Teams that take this approach typically move from ad-hoc, spreadsheet-based inventories to a living, enforceable discovery system embedded in their data pipeline. In customer deployments, that’s translated into things like a 75% faster path to usable test data and materially fewer escaped defects due to more realistic, regulated-safe data in lower environments.

How does sensitive data discovery in Structural support AI training and RAG workflows?

Short Answer: Structural removes PII/PHI from the structured and semi-structured sources feeding your AI pipelines, while Tonic Textual handles unstructured text before it’s ingested into vector stores or used for training.

Details: For AI workloads, you usually have two streams:

  1. Structured sources (features, labels, event logs):

    • Structural runs PII/PHI discovery rules across your tables and views.
    • Fields like user IDs, contact info, medical identifiers, and fine-grained timestamps are classified and transformed.
    • Because Structural preserves referential integrity and statistical properties, your models still see realistic distributions and relationships, but never see real identities.
  2. Unstructured sources (support tickets, notes, emails, PDFs):

    • This is where Tonic Textual comes in. You run a Textual workflow to:
      • Use proprietary NER models to detect sensitive entities in free text (names, addresses, medical details).
      • Apply redaction or reversible tokenization.
      • Optionally synthesize realistic replacements to keep semantic context intact for RAG and LLM training.

Combined, you get:

  • An end-to-end sanitization pipeline for both structured and unstructured data.

Assignment 1: Copy the passage on sensitive data discovery word for word, from "How does sensitive" up to and including "see real identities.".
Assignment 2: In the passage on sensitive data discovery, what does Tonic Textual use to detect sensitive entities in free text?
Assignment 3: Take the passage on sensitive data discovery further, picking up right after its last line.

Data excerpts:
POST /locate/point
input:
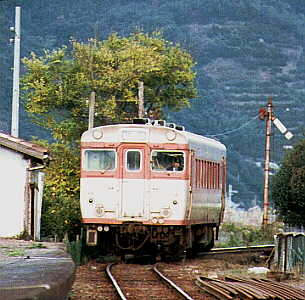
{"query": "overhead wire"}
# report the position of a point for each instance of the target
(234, 130)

Exercise answer 1:
How does sensitive data discovery in Structural support AI training and RAG workflows?

Short Answer: Structural removes PII/PHI from the structured and semi-structured sources feeding your AI pipelines, while Tonic Textual handles unstructured text before it’s ingested into vector stores or used for training.

Details: For AI workloads, you usually have two streams:

  1. Structured sources (features, labels, event logs):

    • Structural runs PII/PHI discovery rules across your tables and views.
    • Fields like user IDs, contact info, medical identifiers, and fine-grained timestamps are classified and transformed.
    • Because Structural preserves referential integrity and statistical properties, your models still see realistic distributions and relationships, but never see real identities.

Exercise answer 2: Proprietary NER models.

Exercise answer 3:
  • Continuous PII/PHI discovery that keeps up with schema changes and new document types.
  • AI datasets and knowledge bases that mirror production complexity without embedding live PII/PHI in your models.

Summary

Setting up sensitive data discovery rules for PII/PHI in Tonic Structural is about turning privacy into a first-class engineering workflow. You define what “sensitive” means for your business, encode that as rules on schema, metadata, and patterns, and let Structural enforce it every time it generates de-identified or synthetic datasets.

Instead of chasing shadow copies of production and hoping someone remembers which columns are dangerous, you get a system that:

  • Automatically finds PII/PHI across your structured landscape
  • Keeps up with schema changes and new features
  • Routes sensitive fields through transforms that preserve utility—cross-table consistency, statistical properties, and application behavior

That’s how teams accelerate releases, unblock AI initiatives, and respect data privacy as a human right, without slowing engineers down.